Co-operative and Policy Alternative Centre (COPAC)

The Co-operative and Policy Alternative Center (COPAC) was formed in 1999 as a grass roots development organisation. It began with the aim of contributing to bottom-up processes of development in post-apartheid South Africa in response to persistent poverty and inequality in South Africa and the failure of capitalist modes of production and distribution. COPAC thus orientated itself towards capacity-building amongst poor, working class communities to enable “self reliant, collectively driven, sustainable and participatory development”. It was initially established as an association and in 2001 it registered as a not-for-profit section 21 company.

Purpose

COPAC’s vision is “Building human solidarity to sustain life”. COPAC aims to develop a co-operative movement in South Africa and to promote alternatives to capitalism that meet the needs of workers and the poor. A co-operative movement is about building a counter-power to capitalism based on different values and principles, such as solidarity, sharing, mutual care, democratic control, collective agency, creativity, and environmental conservation.

Target participants

COPAC works with many partners – its target participants are working class communities and social movements, such as Masibambane Unemployed Project and Unemployed People’s Movement. COPAC has also partnered with Trade Unions, other NGOs and government departments.

COPAC works mainly in Gauteng, Mpumalanga, KwaZulu-Natal and the Eastern Cape. An example of COPAC’s work is its assistance in the establishment of the Eco-village in Ivory Park.

Focus areas

COPAC undertakes advocacy, policy development, research and education work.

COPAC’s educational work focuses on building capacity and collective agency.

COPAC undertakes education on topics such as:

  • Problem-solving leadership;
  • Financial management and income generation;
  • Running and sustaining a co-operative based on workers’ democratic principles;
  • Building activism on the solidarity economy;
  • Food sovereignty.

Approach

COPAC has set up a number of Solidarity Economy Education-Communication Cooperatives (SEECC). These are local education centres run by the communities and COPAC plays supporting role.

COPAC’s educational approach, through these cooperatives, focuses on building capacity and critical consciousness. The development of critical consciousness is understood as a process of:

  • Starting from where people are at and their everyday experiences and problems;
  • Moving to developing a collective structural analysis of the causes of poverty/unemployment;
  • Building self-confidence and collective confidence to a point where one is able to undertake collective action towards finding a solution to the problem(s);
  • Reflection on action and revision of action if necessary.
  • Constant question-posing by the facilitator to problematise assumptions and deepen understandings and active, participatory learning.

Capacity development is seen as part of building confidence and tools to overcome problems. This includes leadership skills, reading and writing skills, financial management and worker management of co-operatives.

→ Listed records:
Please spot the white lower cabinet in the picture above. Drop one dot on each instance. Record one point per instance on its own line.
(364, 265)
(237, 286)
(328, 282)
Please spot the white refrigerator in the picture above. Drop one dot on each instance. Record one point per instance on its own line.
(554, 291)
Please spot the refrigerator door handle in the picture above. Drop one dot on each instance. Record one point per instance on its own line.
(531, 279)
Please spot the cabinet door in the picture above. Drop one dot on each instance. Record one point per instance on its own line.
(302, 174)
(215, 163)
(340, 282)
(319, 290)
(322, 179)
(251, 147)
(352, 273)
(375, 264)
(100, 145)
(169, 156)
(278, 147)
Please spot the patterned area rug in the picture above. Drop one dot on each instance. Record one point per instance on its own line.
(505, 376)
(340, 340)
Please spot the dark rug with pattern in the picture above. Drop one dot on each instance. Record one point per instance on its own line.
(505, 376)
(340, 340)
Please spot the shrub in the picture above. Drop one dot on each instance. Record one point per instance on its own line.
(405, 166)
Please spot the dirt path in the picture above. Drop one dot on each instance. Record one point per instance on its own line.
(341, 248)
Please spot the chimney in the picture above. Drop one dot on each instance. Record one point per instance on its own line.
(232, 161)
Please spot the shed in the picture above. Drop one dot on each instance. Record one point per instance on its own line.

→ Direction 1: Return everything in the COPAC page from "COPAC works mainly" down to "and education work.", copied word for word.
→ Direction 2: Resume the text about the Co-operative and Policy Alternative Centre from where it stops.

→ Task output 1:
COPAC works mainly in Gauteng, Mpumalanga, KwaZulu-Natal and the Eastern Cape. An example of COPAC’s work is its assistance in the establishment of the Eco-village in Ivory Park.

Focus areas

COPAC undertakes advocacy, policy development, research and education work.

→ Task output 2:
Tools and processes

For COPAC, an important educational process is that of building working class leadership and problem-solving. This process/cycle is outlined as:

Identification of a collective problem(s) and a collective vision of an alternative;

  • Possible solutions and strategies;
  • Selection of solution and strategy;
  • Action;
  • Reflection.

COPAC has developed activist guides on the solidarity economy and on food sovereignty. These guides are workshopped with participants and include the development of movement building tools such as:

  • Organising;
  • Designing a self-management model;
  • Developing vision and objectives for the co-operative;
  • Developing a guideline for membership rights and obligations.

COPAC draws on a number of tools, including social media in the form of twitter, facebook and whatsapp. COPAC also produces a community newsletter, through which communities and activists can think about new possibilities, learn from international experiences, be exposed to different resources, and through which organizations in the co-operative movement and outside can share lessons and experiences with each other.

COPAC also draws on creative tools such as photography, in which members of co-operatives are encouraged to document their own experiences culminating in an exhibition and reflection on the photographs.

Understanding of popular education

Popular education is understood in opposition to the banking method of education, which reproduces structures through hierarchical processes of learning and positioning the learner as inactive and ignorant.

In contrast, popular education combines doing and thinking, it is active learning in a democratic space and often combines education with production (mental and manual labour). Popular education focuses on Why and How (in whose interests and by what means) rather than on What, thus developing critical, active thinking. Popular education responds to the context and the needs and interests of the collective at hand.

Influences for COPAC’s popular education work include Freire, Rick Turner, Steve Biko, Dora Tamana, and the work NUMSA undertook in the 1980s with retrenched workers.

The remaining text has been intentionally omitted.